> Work instructions
1) Reproduce the passage in the essay on childhood emotional abuse from "The good news" to "abuse: RECOGNIZING it!", word for word.
2) Write the next part of the essay on recovering from childhood emotional abuse, picking up after its final sentence.

> Page text
»»

Did you experience emotional child abuse when you were growing up? Do you carry scars from that which affect you today? Do you worry that you are not “normal” because of what you witnessed or experienced?
As children, we often internalize guilt for what goes on around us, not knowing how to stop nor prevent bad things. We grow up believing that we are somehow deficient, defective, because we experienced horrible events. We feel damaged, wounded.
As we become adults, we may try to feel normal, to act normally. We may even bury the past and try to forget it ever happened, at least the worst parts.
Unfortunately, burying the past does not help us to heal. Pretending bad things never happened does not make us feel “normal” even when we try to get on with our lives. What CAN we do?
I didn’t realize how much my past affected my present until I found myself divorced with three children. Growing up, my father had multiple personalities and I’d compartmentalized “Good Dad” from “Bad Dad.” Only when divorcing did I recognize that my ex-husband also had multiple personalities and I hadn’t known it. I’d dealt with negative clues by explaining them away and forgetting about them. This was how I’d coped as a child, the way my father did, by not acknowledging the bad.
It was only when divorcing that I began to see how much my past was affecting my present. I’d always thought I could be free of the past by marrying a wonderful man and having a beautiful family. I never thought the past would reach out and be part of my future!
The good news was, I finally recognized how horrible the past was. My eyes opened to see the pattern of compartmentalization that started in childhood and continued into adulthood. This was the first step to healing and recovery from childhood emotional abuse: RECOGNIZING it!

««

> Dataset entries
»»

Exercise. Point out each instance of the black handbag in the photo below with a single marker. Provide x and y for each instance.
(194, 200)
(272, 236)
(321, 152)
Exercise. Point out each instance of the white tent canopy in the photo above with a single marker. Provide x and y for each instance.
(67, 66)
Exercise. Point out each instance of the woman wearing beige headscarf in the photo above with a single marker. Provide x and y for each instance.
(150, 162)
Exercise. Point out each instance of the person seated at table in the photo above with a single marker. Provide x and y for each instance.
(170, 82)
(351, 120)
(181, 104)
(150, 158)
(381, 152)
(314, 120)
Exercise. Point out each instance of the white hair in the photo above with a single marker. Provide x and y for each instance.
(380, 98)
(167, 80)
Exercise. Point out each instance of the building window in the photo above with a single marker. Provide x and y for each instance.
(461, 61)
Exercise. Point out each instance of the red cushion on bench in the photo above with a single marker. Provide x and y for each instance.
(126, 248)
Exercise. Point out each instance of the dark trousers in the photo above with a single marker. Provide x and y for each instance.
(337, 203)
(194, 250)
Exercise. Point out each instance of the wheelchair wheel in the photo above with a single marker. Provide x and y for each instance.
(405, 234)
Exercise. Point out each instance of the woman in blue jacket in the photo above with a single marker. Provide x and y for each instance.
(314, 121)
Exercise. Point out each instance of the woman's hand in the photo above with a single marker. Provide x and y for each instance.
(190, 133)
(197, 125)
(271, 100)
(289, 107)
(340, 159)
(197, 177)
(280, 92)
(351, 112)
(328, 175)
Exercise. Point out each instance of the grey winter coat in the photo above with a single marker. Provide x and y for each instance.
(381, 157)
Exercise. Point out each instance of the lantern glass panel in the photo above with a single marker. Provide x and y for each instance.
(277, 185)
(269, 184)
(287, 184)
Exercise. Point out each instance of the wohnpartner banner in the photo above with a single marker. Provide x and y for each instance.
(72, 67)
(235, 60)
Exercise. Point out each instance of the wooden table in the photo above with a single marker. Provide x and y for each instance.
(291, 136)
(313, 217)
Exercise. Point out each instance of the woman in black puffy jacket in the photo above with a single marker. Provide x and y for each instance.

««

> Answers for the tasks
1)
The good news was, I finally recognized how horrible the past was. My eyes opened to see the pattern of compartmentalization that started in childhood and continued into adulthood. This was the first step to healing and recovery from childhood emotional abuse: RECOGNIZING it!

2)
The journey towards healing began at that point. Not until I clearly saw and accepted that what happened while I grew up was abuse, and that I was wounded, was I ready to begin the process of recovery.
At first, this scared me. I went through a period of years where I felt defective, scarred, second-class. Relating with others seemed impossible. I didn’t think anyone could understand what my life was like. It didn’t help that I jumped immediately into a difficult second marriage. Yet that was part of the healing, too, as I continued learning about myself and about abuse and recovery.
Where are YOU in your journey of recovery? Have you accepted that what happened to you while you were a child and youth was abuse? Do you recognize false patterns you may have adopted as survival mechanisms when you were but a child?
We’ll continue to explore the journey to healing, wholeness, and fulfillment in further posts. Meanwhile, if you would like personalized assistance on your journey, please contact me. I would love to chat with you about where you are and how I may support your healing.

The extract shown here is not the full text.